- Exercise goal
Copy out each line below that contains the word "lawn".

- Records for this exercise
┌────────

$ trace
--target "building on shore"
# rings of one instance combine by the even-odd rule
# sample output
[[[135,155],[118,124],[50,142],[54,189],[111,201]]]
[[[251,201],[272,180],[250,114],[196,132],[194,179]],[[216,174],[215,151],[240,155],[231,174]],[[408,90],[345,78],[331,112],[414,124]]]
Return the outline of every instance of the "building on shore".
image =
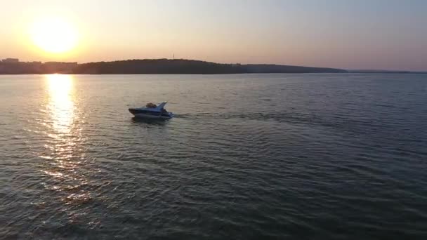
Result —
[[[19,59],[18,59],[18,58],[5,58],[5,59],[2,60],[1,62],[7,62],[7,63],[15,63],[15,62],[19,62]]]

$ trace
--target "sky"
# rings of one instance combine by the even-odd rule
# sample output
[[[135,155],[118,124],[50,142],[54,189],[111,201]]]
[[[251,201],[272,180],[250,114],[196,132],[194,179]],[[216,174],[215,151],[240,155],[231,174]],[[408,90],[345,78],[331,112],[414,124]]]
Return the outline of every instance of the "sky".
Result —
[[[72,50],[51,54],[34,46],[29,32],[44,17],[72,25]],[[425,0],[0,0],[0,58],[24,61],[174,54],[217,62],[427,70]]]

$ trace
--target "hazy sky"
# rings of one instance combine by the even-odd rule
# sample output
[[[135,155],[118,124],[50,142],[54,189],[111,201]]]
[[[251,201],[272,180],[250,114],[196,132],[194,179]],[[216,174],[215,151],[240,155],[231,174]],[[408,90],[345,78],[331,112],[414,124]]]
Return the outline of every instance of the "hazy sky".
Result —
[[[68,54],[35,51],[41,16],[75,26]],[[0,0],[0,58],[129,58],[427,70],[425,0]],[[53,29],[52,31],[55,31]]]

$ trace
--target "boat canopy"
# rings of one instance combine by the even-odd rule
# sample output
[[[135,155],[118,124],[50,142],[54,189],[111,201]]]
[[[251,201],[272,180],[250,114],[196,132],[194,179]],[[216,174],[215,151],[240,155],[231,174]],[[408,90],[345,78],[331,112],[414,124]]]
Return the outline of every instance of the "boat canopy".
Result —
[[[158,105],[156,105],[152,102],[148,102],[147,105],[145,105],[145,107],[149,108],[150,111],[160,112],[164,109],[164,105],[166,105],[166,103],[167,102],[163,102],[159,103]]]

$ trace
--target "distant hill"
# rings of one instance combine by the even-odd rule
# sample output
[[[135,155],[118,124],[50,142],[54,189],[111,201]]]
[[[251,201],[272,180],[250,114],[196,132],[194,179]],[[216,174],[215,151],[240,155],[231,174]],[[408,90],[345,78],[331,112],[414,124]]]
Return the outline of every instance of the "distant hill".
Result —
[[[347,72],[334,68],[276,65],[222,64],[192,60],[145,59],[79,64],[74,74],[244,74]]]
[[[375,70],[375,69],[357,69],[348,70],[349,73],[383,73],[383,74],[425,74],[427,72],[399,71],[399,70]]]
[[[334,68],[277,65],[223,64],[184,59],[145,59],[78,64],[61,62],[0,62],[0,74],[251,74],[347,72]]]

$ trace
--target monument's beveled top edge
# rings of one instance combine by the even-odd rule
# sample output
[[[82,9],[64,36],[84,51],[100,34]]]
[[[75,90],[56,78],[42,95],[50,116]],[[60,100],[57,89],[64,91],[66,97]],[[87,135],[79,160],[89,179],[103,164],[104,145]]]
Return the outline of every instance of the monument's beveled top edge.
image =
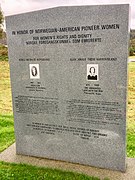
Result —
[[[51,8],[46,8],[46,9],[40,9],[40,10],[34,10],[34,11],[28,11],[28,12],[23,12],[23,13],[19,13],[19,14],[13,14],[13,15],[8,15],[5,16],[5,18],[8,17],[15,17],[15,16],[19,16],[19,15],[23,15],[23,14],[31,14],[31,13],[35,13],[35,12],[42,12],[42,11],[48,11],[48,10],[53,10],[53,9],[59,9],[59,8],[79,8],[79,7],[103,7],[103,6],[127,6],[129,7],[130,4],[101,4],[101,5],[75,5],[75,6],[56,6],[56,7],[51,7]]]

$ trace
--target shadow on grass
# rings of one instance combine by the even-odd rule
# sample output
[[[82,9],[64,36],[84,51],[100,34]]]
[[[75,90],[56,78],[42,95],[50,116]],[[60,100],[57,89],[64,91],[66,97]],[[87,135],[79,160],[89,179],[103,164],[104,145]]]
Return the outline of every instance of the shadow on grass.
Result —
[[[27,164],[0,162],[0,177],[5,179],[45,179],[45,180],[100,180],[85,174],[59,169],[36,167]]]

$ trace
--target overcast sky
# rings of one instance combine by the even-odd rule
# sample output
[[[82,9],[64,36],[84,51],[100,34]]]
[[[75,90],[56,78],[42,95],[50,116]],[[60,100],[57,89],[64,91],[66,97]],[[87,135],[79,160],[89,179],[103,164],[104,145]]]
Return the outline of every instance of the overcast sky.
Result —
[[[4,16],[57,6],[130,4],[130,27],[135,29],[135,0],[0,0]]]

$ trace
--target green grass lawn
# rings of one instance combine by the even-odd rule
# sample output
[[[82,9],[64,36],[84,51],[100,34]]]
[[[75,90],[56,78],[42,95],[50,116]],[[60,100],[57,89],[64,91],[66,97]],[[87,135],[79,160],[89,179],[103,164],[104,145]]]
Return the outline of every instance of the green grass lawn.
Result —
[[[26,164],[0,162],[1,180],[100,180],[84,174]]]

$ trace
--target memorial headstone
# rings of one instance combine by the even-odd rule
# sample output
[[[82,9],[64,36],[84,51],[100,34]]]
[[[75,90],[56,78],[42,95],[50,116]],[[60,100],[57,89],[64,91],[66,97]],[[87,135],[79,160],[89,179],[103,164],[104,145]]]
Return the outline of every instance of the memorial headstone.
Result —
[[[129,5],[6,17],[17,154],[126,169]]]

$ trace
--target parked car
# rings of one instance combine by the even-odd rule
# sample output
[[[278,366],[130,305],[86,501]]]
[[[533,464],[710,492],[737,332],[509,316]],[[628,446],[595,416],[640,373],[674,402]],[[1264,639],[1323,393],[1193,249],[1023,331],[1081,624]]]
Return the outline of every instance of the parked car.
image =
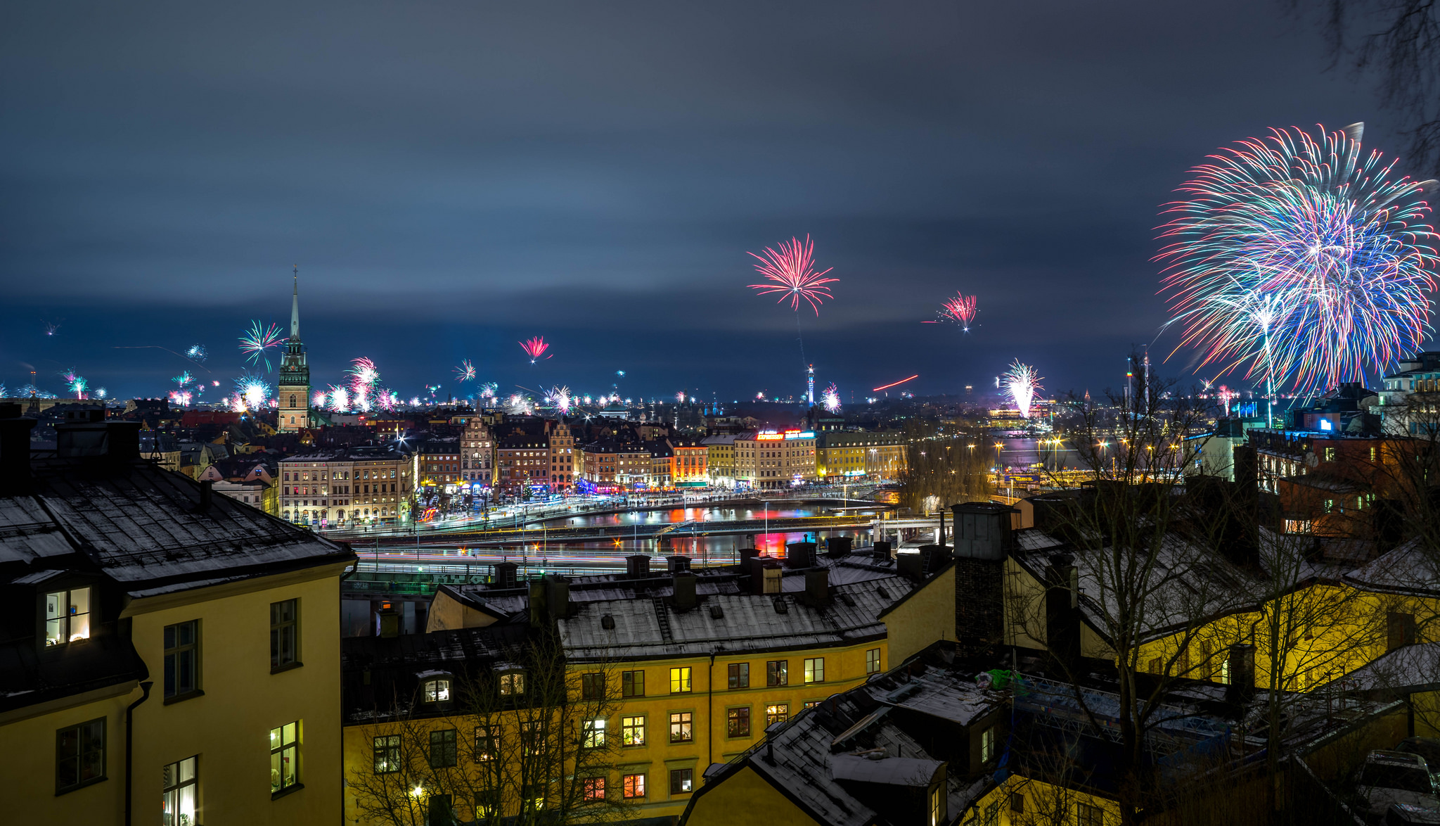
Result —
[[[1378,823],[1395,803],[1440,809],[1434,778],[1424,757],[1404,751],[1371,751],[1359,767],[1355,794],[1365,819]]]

└────────
┌────────

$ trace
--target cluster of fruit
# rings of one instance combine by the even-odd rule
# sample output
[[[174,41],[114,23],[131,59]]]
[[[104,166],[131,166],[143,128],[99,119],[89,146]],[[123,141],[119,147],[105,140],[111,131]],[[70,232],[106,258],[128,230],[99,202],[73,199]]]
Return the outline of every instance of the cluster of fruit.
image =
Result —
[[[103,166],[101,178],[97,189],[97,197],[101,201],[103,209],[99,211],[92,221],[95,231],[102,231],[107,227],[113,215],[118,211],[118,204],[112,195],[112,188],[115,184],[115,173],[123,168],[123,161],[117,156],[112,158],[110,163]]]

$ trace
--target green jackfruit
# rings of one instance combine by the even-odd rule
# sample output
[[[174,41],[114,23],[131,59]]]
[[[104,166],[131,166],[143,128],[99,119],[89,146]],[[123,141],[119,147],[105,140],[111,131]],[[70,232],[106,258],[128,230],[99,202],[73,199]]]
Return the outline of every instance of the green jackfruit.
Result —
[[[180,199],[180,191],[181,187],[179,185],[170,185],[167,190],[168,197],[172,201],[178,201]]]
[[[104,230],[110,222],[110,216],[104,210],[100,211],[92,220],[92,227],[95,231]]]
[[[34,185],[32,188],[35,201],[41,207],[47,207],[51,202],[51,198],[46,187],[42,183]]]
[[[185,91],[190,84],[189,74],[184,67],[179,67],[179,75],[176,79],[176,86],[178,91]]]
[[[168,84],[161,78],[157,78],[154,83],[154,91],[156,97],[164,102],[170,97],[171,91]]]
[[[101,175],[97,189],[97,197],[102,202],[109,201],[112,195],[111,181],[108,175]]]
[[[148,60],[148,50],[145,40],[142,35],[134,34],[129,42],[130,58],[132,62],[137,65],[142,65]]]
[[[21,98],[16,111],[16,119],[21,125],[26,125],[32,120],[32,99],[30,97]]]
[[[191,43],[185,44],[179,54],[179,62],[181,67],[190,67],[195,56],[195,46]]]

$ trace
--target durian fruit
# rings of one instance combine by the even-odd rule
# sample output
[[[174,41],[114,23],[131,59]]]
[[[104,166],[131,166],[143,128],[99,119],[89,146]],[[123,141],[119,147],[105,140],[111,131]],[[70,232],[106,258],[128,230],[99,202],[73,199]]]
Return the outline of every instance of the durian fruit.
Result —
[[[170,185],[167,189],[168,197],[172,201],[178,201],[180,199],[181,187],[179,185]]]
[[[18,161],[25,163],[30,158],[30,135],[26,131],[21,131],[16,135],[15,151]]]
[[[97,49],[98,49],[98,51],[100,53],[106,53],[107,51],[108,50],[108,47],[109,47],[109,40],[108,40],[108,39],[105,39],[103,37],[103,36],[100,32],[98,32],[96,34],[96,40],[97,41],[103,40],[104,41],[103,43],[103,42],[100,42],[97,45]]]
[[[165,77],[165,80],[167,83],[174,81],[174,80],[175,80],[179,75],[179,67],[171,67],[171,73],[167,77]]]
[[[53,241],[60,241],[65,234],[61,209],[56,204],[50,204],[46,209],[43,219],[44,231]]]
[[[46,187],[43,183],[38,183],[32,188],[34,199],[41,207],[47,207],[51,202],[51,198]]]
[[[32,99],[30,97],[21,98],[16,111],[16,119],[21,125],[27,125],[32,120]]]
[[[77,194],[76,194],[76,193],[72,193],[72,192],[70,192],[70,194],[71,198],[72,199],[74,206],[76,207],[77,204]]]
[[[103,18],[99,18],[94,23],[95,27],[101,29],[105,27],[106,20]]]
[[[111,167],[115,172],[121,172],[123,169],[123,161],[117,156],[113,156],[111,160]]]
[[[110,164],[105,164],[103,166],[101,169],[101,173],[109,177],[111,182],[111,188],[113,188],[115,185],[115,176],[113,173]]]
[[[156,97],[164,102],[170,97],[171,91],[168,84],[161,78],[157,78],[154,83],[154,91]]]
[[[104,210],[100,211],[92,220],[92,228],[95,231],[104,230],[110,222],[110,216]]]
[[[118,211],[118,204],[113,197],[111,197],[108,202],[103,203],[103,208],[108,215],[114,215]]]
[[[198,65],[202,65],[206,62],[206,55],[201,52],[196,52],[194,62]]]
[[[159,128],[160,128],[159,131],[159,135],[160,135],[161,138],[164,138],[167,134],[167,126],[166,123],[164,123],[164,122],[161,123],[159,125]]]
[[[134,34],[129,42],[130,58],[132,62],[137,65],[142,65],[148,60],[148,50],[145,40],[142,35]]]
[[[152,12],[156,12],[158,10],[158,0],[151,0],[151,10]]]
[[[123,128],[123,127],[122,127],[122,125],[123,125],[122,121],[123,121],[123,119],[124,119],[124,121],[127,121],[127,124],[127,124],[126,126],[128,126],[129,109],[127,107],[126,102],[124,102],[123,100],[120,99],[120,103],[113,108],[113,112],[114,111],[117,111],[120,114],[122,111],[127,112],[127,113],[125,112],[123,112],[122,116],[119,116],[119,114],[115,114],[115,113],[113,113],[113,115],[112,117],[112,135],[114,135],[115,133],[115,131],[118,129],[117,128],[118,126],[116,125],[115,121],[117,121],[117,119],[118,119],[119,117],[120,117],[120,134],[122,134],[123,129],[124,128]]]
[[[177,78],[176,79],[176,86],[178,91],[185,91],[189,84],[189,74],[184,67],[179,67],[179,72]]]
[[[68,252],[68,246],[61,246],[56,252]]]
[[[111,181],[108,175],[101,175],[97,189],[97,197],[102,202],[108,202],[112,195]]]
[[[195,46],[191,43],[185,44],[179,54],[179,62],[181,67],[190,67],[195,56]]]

└────────

- The response
--target green grass lawn
Return the outline of every instance of the green grass lawn.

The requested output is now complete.